● Description of the task
Extend the Green Hornet film review below, beginning immediately after its final sentence.

──────── Document excerpt

Monday, January 31, 2011

Green Hornet Review

Just in time for the Diamond Anniversary of the character’s first radio show broadcast:
A review of the new Green Hornet film.

I haven’t been this confused by a movie in a long time. Not confused by what happened in it, as the plot has all the complexity of shampoo instructions, but confused about how I felt.

I liked, it, I liked it a great deal. It was very funny, and had over the top, exciting action scenes, causing me to cheer out loud repeatedly.

However, I feel like I should have hated it.

Granted, I have mellowed with age.  My sister tells me I needed to be forcibly restrained in my seat during many scenes in Batman Returns. (The memory is a little hazy for me, but subsequent viewings have confirmed that action was justified.)  More recently, though, in Batman Begins, I greeted the unquestionably wrong line of, “I won’t kill you, but I don’t have to save you,” with a disgusted, “NO!” loud enough to be heard throughout the theater…but I remained in my seat.

────────────────
──────── Rows

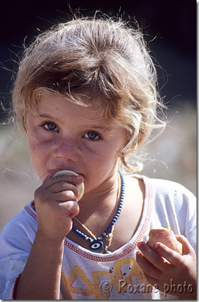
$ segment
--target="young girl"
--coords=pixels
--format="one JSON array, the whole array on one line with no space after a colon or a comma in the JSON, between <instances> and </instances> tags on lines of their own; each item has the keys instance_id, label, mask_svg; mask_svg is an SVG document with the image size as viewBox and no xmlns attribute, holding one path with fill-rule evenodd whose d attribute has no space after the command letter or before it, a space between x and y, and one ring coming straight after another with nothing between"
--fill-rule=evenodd
<instances>
[{"instance_id":1,"label":"young girl","mask_svg":"<svg viewBox=\"0 0 199 302\"><path fill-rule=\"evenodd\" d=\"M196 298L195 196L133 174L163 124L156 85L142 33L119 20L75 19L26 50L13 106L42 184L0 234L0 298ZM146 243L169 224L182 255Z\"/></svg>"}]
</instances>

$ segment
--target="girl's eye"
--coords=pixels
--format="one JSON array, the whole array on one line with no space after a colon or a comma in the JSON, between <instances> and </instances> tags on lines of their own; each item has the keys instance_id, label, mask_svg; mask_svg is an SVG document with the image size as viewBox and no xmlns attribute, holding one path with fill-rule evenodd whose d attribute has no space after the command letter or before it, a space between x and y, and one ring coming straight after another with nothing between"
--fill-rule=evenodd
<instances>
[{"instance_id":1,"label":"girl's eye","mask_svg":"<svg viewBox=\"0 0 199 302\"><path fill-rule=\"evenodd\" d=\"M88 133L85 134L85 136L86 137L87 136L87 138L89 138L89 140L97 140L100 138L99 134L98 134L95 132L92 132L91 131L90 132L88 132Z\"/></svg>"},{"instance_id":2,"label":"girl's eye","mask_svg":"<svg viewBox=\"0 0 199 302\"><path fill-rule=\"evenodd\" d=\"M46 130L55 130L57 126L53 122L44 122L41 125L44 127Z\"/></svg>"}]
</instances>

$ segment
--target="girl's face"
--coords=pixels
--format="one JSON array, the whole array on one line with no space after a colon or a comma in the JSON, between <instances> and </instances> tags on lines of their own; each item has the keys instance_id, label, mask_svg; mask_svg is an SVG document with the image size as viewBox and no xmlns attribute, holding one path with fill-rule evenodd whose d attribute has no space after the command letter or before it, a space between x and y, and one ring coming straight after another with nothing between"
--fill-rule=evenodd
<instances>
[{"instance_id":1,"label":"girl's face","mask_svg":"<svg viewBox=\"0 0 199 302\"><path fill-rule=\"evenodd\" d=\"M116 173L118 152L126 140L124 128L107 125L91 107L56 95L42 96L36 114L27 114L27 135L41 180L52 170L72 170L83 176L86 194Z\"/></svg>"}]
</instances>

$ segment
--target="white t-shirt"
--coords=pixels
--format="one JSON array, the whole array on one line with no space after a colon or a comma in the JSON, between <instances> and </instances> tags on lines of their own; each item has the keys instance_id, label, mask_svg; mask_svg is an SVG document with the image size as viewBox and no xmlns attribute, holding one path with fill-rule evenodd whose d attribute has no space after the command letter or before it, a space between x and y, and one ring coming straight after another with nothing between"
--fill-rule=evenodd
<instances>
[{"instance_id":1,"label":"white t-shirt","mask_svg":"<svg viewBox=\"0 0 199 302\"><path fill-rule=\"evenodd\" d=\"M90 252L66 238L60 299L178 298L149 284L136 261L137 244L140 240L147 241L151 228L169 224L175 234L182 234L188 239L196 252L196 198L178 184L136 177L143 179L146 194L142 218L135 234L129 242L108 254ZM0 234L0 299L13 298L16 280L23 270L34 240L37 222L31 202ZM173 286L173 288L174 285L176 288L179 286L166 285ZM183 285L179 288L183 288ZM190 291L191 286L188 288ZM165 288L166 292L168 287Z\"/></svg>"}]
</instances>

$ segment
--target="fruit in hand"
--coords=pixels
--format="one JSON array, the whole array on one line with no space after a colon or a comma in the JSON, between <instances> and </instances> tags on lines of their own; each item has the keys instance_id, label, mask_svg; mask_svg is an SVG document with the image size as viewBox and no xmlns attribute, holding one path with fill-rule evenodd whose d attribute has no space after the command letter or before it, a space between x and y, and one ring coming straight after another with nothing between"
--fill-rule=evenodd
<instances>
[{"instance_id":1,"label":"fruit in hand","mask_svg":"<svg viewBox=\"0 0 199 302\"><path fill-rule=\"evenodd\" d=\"M63 175L64 174L68 174L68 175L75 175L75 176L79 176L79 174L73 171L70 171L70 170L61 170L61 171L58 171L55 174L53 175L52 177L55 177L58 175ZM84 184L83 182L80 184L75 184L75 186L78 188L79 190L79 196L78 198L78 201L83 196L83 194L84 192Z\"/></svg>"},{"instance_id":2,"label":"fruit in hand","mask_svg":"<svg viewBox=\"0 0 199 302\"><path fill-rule=\"evenodd\" d=\"M157 242L160 242L182 255L182 244L178 241L174 232L171 230L165 228L152 228L149 232L149 236L147 244L150 248L153 248Z\"/></svg>"}]
</instances>

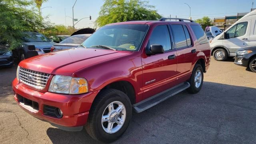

────────────────

● Result
So I have gotten much better at accepting the idea that, “Different isn’t always wrong.”  Still there were many things in this treatment of the noble family line of the Lone Ranger that should have registered to me as “WRONG”.

As the movie’s first couple of minutes flooded with waves of PG-13 profanity, my second thought (Following, “Boy am I glad my daughter didn’t want to see this!”) was preparation for the spewing of nerd rage over the desecration of a 75 year old superhero.

Most of my confusion came from the fact that the advertising makes it look like a standard superhero film with comedy.  The misdirection doesn’t stop with the ads though. The movie itself appears to follow many of the standards of films where the guy pretending to be the hero ends up evolving into one.

We all know the drill:  Ned Neiderlander IS that fast.  Dr. Lazarus MEANS “By Grapthar's hammer, by the sons of Worfin, you shall be avenged.” Po is THE big fat panda.  Yet Britt Reid starts out as a spoiled buffoon, and every moment they set up to demonstrate that he has become a hero falls flat and he’s still pretty much the same buffoon.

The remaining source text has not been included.